### ПИСЬМЕННОЕ ЗАДАНИЕ 1
Перепишите строки записей, начиная со строки, содержащей "Look at the photo above. For each instance of the light", и до конца записей включительно, вместе с запросами, сдвинув каждое число в ответах (координаты точек) на 46 вверх. Больше ничего не выводите.
== == ==
Образ маяка здесь весьма символичен, поскольку этот мысленный образ в восприятии Паустовского приобретает некую сакральную связь с русским народом, национальным характером. Маяк в известной степени может ассоциироваться с духом гордого, непокорного невзгодам русского народа. Точно так же образ «освещенного лампой окна» в произведении служит путевым маяком, освещающим край России: «Низкая тьма висела над морем. В ней тускло проступали бортовые огни парохода, и я, по рассказам моряков, знал, что с палубы парохода иногда можно увидеть в бинокль освещенное лампой с зеленым абажуром окно чеховского кабинета. Странно было думать, что огонь этой лампы был зажжен на самом краю страны, что здесь обрывалась над морем Россия, а там, дальше, уже лежат в ночи древние малоазиатские страны» [Там же. С. 216].

В повести не раз описывается свет в кабинете писателей, выступающий в роли маяка («Лампа гасла только на рассвете. Ее свет был постоянен, как огонь маяка» [12. С. 123].) Эти два символических образа выступают в роли духовного вожатого, оказывая своеобразное воздействие на читательское воображение. Как пояснил Цю Цзин-хуа, «у читателей осталось впечатление, что образность огня, по сути дела, является своего рода самоописанием писателя» [29. С. 89]. «Паустовский маяк», по его свидетельству, как уникальная символика пользуется неизменной популярностью среди китайских поэтов, прозаиков. Разделяя мнение Цю Цзинхуа, переводчик прозы Паустовского Шэн Хайгэн заметил: «Яркий свет в окне дома писателя -эта чистая, торжественная образность, дающая читателю возвышенные силы» [30. С. 43].
== == ==
### ПИСЬМЕННОЕ ЗАДАНИЕ 2
Как зовут переводчика прозы Паустовского, чьи слова о свете в окне дома писателя приводятся в тексте о маяке у Паустовского?

Записи из набора данных
== == ==
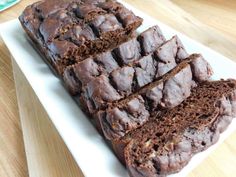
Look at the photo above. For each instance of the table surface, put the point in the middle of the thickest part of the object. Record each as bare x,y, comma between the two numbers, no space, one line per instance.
211,22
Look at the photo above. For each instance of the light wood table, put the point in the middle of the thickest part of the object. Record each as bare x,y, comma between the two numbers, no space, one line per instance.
211,22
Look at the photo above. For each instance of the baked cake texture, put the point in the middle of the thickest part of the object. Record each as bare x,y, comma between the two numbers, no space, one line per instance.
66,32
166,143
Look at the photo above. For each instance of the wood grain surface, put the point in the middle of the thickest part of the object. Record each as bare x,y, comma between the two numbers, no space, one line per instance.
211,22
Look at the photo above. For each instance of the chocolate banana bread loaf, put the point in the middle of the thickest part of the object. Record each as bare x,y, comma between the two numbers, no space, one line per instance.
166,143
128,114
100,91
66,32
128,53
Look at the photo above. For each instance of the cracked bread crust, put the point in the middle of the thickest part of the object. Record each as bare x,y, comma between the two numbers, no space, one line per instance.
69,31
127,80
187,129
128,53
131,113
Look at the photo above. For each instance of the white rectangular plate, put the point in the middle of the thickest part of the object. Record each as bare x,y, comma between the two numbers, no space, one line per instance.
== == ==
### РЕШЕНИЕ ЗАДАЧИ 1
Look at the photo above. For each instance of the light wood table, put the point in the middle of the thickest part of the object. Record each as bare x,y, comma between the two numbers, no space, one line per instance.
257,68
Look at the photo above. For each instance of the baked cake texture, put the point in the middle of the thickest part of the object. Record each as bare x,y, comma between the two numbers, no space, one line per instance.
112,78
212,189
Look at the photo above. For each instance of the wood grain surface, put the point in the middle of the thickest part of the object. Record each as bare x,y, comma between the two numbers, no space, one line per instance.
257,68
Look at the photo above. For each instance of the chocolate banana bread loaf, put the point in the middle of the thickest part of the object. Record each as bare x,y, comma between the two numbers, no space, one line per instance.
212,189
174,160
146,137
112,78
174,99
Look at the photo above. For each instance of the cracked bread crust, put the point in the middle of the thickest part of the object. Record each as bare x,y, comma between the two numbers, no space, one line per instance.
115,77
173,126
233,175
174,99
177,159
Look at the photo above. For each instance of the white rectangular plate, put the point in the middle of the thickest part of the object. Record each as bare x,y, comma between the two numbers, no space, one line per instance.

### РЕШЕНИЕ ЗАДАЧИ 2
Шэн Хайгэн.